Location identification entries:
______________________________
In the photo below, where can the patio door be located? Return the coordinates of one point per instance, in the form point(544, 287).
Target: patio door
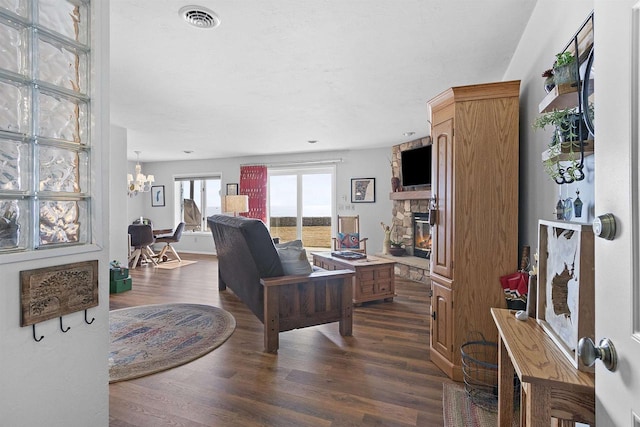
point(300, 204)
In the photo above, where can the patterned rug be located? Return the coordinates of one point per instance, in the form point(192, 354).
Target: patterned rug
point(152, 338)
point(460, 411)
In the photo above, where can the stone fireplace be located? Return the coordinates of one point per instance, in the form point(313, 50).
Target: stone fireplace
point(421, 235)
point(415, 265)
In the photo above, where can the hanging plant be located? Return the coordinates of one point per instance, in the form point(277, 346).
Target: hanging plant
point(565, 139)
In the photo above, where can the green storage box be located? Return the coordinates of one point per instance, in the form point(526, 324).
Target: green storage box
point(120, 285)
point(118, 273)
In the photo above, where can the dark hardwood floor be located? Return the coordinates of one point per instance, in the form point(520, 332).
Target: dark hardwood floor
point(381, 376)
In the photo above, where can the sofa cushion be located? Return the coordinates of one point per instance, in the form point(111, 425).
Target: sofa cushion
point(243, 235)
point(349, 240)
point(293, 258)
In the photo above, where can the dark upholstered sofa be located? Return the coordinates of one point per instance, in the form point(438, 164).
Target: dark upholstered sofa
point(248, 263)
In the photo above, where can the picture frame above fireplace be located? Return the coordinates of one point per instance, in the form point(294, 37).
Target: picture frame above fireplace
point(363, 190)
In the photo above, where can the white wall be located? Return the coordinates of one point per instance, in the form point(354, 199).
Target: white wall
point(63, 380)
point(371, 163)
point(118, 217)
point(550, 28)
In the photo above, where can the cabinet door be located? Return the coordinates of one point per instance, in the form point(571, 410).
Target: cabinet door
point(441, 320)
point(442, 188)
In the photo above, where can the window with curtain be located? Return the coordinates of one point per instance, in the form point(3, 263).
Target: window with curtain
______________________________
Rewrite every line of the listing above as a JSON list of strings, one string per line, skipping blank lines and leaving out the pictures.

* **RESULT BELOW**:
[
  "In the photo below, where can the patio door be located? Return the coordinates of one point per instance, in the form point(544, 287).",
  "Target: patio door",
  "point(300, 204)",
  "In the photo above, where can the patterned rug be located? Return the coordinates of one point per instance, in the form point(192, 354).",
  "Target: patterned rug",
  "point(152, 338)",
  "point(460, 411)",
  "In the photo above, where can the stone fireplace be located? Return the coordinates of one point per instance, in the form point(313, 50).",
  "Target: stone fireplace",
  "point(421, 235)",
  "point(415, 265)",
  "In the photo above, where can the hanging plant be located? Return the coordinates of one point per instance, in the form point(277, 346).",
  "Target: hanging plant",
  "point(565, 139)",
  "In the photo above, where can the green storage box be located? Return the coordinates of one point per instance, in the form point(526, 324).",
  "Target: green storage box",
  "point(120, 285)",
  "point(118, 273)",
  "In the photo above, where can the dark hardwood floor be located? Return the coordinates of one point per instance, in the form point(520, 332).",
  "Target: dark hardwood floor",
  "point(381, 376)",
  "In the photo above, where can the sofa cushion be located? Return the coordinates of one point per instance, in the form point(111, 425).",
  "Target: sofa cushion",
  "point(243, 235)",
  "point(349, 240)",
  "point(293, 258)",
  "In the photo above, where can the dark upholstered sofa be located? Return the coordinates of one point per instance, in the form point(438, 164).",
  "Target: dark upholstered sofa",
  "point(248, 263)",
  "In the photo above, where can the picture frame above fireplace be located? Return the coordinates of one point per instance, in the form point(294, 37).",
  "Target: picture frame above fireplace",
  "point(363, 190)",
  "In the photo above, where can the white wall be located? Return the coordinates of one point per instance, in the form point(354, 199).",
  "Target: white wall",
  "point(63, 380)",
  "point(371, 163)",
  "point(118, 217)",
  "point(550, 28)",
  "In the photo above, where can the cabinet door be located? Return the coordinates of one point per instance, in the form point(571, 410).",
  "Target: cabinet door",
  "point(441, 320)",
  "point(442, 188)",
  "In the photo above, where can the window with curtain be located? Return the coordinates of one point per instance, in the form point(3, 263).",
  "Target: window with curtain"
]